======== PROVIDED TEXT ========

For my final selection of 10 from my 19 image short list, I used the P button to add the Pick flag to my images, and then hit the U key to Unflag the elephant shot after making my decision, leaving me with my 10. If it’s important to keep a record of the selection after each pass, you can just right click and select Duplicate Collection, or create a new Collection and drag your images into it, and just repeat this with each new pass you make.
I honestly find it really sad to remove any photo from these selections, but as difficult as this process can be, I really do think it’s an important process for a photographer to undertake at least once a year, to help us to become better editors of our work. By editing, I don’t meaning modifying the individual image, I mean the act of editing down a selection to a finite number.
As I mentioned earlier, photographers seem to find this difficult to do, but in some situations it is a necessary skill, that we should practice, as often as we can, so that when we are asked for selections of images for any reason, we can go through the process relatively quickly when necessary. When time allows as well, it’s pretty much always going to help you to be more objective about your final selection if you can step away from the process for a day or more as you reach your last few passes.

========

▸ **LIST OF TASKS**:
1. Reproduce, word for word, the stretch of the piece on editing down a portfolio selection from "As I mentioned" through "last few passes.".
2. Carry the piece on editing down a portfolio selection forward from its final sentence.

======== SUPPLIED DATA ========

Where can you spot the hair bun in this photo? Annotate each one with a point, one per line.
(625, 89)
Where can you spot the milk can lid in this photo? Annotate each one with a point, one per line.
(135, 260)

========

▸ **RESPONSES FOR EACH TASK**:
1.
As I mentioned earlier, photographers seem to find this difficult to do, but in some situations it is a necessary skill, that we should practice, as often as we can, so that when we are asked for selections of images for any reason, we can go through the process relatively quickly when necessary. When time allows as well, it’s pretty much always going to help you to be more objective about your final selection if you can step away from the process for a day or more as you reach your last few passes.

2.
If you don’t use Lightroom, you will of course have to figure out a way to actually select the images and whittle them down. I haven’t used any other tools for so long now that I can’t offer any advice, other than make it simple. If the process gets in the way, or becomes a pain to manage, you need to look for a better process.
Next week, I’ll share the actual Top Ten images that I was left with one by one, along with a little bit of information about each image. I’ll also talk about how beneficial it is to keep these Collections, to enable us to view our progress over the years.
If you’ve stuck with me this far, I hope it has been on some use to go through this process with me, and if you do this too, remember that it is important to stick to your number, be it five, ten or twelve, once you’ve decided a number to shoot for, don’t allow your emotional attachment to the images force you to increase that number. If you do that, you’ve failed to learn from the process. It’s supposed to be hard. That’s why it makes us better photographers.
Share Your Top Ten
And of course, as usual, if you do post your selection of images anywhere, drop a link into the comments for this post. I know that many of you go through this process, and I love seeing how you are progressing as photographers, and even if it’s your first time, let me know, and include a note on what you learned from the process too if anything.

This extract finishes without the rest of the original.